## Görevin amacı:
Aşağıdaki verideki "santa hat" ifadesini "party hat" ile değiştirerek satırları yeniden yazın. Başka hiçbir yeri değiştirmeyin.

Nokta işaretleme verileri:
▶
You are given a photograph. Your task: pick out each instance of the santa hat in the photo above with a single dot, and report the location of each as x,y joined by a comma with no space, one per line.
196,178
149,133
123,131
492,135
◀
## Yanıt:
You are given a photograph. Your task: pick out each instance of the party hat in the photo above with a single dot, and report the location of each as x,y joined by a comma with no space, one per line.
196,178
149,133
123,131
492,135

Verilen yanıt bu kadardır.